* What to produce:
Return each line of the records that contains the word "gold".

════════

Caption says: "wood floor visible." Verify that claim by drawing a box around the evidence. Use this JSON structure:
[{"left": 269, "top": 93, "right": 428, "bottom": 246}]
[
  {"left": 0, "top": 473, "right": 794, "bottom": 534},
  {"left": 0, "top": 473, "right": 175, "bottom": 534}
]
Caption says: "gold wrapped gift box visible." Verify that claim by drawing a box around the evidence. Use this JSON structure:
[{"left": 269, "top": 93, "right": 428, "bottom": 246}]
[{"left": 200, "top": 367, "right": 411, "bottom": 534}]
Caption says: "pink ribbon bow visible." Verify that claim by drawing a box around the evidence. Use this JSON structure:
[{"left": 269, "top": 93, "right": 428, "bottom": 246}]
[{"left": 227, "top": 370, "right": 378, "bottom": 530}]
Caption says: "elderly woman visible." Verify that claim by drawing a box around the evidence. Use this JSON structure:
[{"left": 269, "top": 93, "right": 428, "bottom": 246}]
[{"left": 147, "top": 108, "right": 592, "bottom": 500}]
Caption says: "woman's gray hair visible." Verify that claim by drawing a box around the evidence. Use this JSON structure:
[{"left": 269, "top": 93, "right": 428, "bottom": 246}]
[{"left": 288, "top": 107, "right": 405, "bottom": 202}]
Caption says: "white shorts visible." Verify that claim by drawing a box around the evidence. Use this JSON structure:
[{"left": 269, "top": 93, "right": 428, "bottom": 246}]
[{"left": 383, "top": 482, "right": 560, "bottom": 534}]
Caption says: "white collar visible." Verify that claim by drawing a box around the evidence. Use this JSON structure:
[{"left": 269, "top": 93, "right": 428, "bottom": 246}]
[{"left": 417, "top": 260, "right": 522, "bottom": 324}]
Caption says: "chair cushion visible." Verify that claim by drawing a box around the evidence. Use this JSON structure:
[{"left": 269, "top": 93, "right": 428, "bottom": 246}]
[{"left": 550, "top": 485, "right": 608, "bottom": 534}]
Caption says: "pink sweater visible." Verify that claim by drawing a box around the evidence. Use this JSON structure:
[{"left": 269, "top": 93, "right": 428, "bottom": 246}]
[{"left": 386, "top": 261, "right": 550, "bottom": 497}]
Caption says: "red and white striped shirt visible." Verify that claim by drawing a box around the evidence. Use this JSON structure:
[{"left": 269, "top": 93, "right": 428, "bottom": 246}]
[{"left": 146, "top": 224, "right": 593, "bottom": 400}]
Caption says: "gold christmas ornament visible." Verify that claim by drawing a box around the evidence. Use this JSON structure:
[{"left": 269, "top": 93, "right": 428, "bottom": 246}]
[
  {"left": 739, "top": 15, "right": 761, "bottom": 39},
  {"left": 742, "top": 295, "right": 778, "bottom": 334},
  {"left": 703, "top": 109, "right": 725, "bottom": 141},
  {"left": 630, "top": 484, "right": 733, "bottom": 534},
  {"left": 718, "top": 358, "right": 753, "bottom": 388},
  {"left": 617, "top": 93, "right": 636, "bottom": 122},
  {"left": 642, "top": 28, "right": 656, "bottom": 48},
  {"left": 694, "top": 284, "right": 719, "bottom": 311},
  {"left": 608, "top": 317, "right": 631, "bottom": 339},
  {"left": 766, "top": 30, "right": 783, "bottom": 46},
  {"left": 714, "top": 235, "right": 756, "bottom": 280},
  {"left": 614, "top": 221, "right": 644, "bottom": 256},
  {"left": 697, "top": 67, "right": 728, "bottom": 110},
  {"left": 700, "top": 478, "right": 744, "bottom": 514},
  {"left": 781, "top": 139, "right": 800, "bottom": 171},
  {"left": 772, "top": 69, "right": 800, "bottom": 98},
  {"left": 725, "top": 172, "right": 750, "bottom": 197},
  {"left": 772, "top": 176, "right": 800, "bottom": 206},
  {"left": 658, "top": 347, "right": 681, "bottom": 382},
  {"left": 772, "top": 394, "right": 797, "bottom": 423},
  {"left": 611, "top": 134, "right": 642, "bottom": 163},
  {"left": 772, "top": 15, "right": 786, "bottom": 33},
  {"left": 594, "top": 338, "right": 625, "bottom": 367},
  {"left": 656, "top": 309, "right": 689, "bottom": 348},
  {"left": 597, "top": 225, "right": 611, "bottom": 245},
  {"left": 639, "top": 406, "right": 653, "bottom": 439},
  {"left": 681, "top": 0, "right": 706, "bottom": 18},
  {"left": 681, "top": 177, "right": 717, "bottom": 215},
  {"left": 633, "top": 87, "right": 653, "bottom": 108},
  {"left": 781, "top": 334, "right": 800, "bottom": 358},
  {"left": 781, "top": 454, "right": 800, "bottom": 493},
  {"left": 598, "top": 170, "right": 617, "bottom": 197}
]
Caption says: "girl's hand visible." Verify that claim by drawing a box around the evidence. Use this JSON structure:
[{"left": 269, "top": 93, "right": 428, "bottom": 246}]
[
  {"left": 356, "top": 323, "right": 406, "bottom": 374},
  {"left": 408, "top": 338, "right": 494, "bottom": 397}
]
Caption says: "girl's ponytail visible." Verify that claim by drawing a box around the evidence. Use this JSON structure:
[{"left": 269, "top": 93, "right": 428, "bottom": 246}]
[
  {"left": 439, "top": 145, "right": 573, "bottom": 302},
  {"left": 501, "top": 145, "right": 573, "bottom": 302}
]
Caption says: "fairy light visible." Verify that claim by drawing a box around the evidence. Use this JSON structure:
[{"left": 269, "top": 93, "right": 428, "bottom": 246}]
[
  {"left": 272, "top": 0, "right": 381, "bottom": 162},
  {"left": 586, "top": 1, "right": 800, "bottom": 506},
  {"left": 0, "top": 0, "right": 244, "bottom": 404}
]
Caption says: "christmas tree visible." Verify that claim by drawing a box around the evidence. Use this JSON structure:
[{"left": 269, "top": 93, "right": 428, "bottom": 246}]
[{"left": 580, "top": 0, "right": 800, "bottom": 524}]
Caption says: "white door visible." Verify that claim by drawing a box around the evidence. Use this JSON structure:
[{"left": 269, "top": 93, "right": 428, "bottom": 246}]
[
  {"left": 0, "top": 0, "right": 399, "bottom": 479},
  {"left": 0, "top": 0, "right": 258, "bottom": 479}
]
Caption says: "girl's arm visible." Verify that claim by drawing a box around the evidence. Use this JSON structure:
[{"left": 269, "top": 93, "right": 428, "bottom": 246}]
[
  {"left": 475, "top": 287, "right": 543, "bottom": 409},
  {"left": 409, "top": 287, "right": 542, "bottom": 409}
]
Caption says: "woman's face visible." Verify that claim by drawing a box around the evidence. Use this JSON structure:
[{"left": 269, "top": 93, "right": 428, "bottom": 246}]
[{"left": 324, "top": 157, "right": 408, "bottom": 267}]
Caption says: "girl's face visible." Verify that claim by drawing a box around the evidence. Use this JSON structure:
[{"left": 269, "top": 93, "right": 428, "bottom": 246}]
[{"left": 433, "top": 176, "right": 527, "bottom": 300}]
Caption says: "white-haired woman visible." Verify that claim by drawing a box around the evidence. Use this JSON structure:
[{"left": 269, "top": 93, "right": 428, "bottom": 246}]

════════

* Solution below:
Caption says: "gold wrapped gift box visible." Verify that claim by drawing a box around the evidence. Use this JSON structure:
Caption says: "gold christmas ornament visible." Verify that claim by drawing a box around the evidence. Use this JSON structure:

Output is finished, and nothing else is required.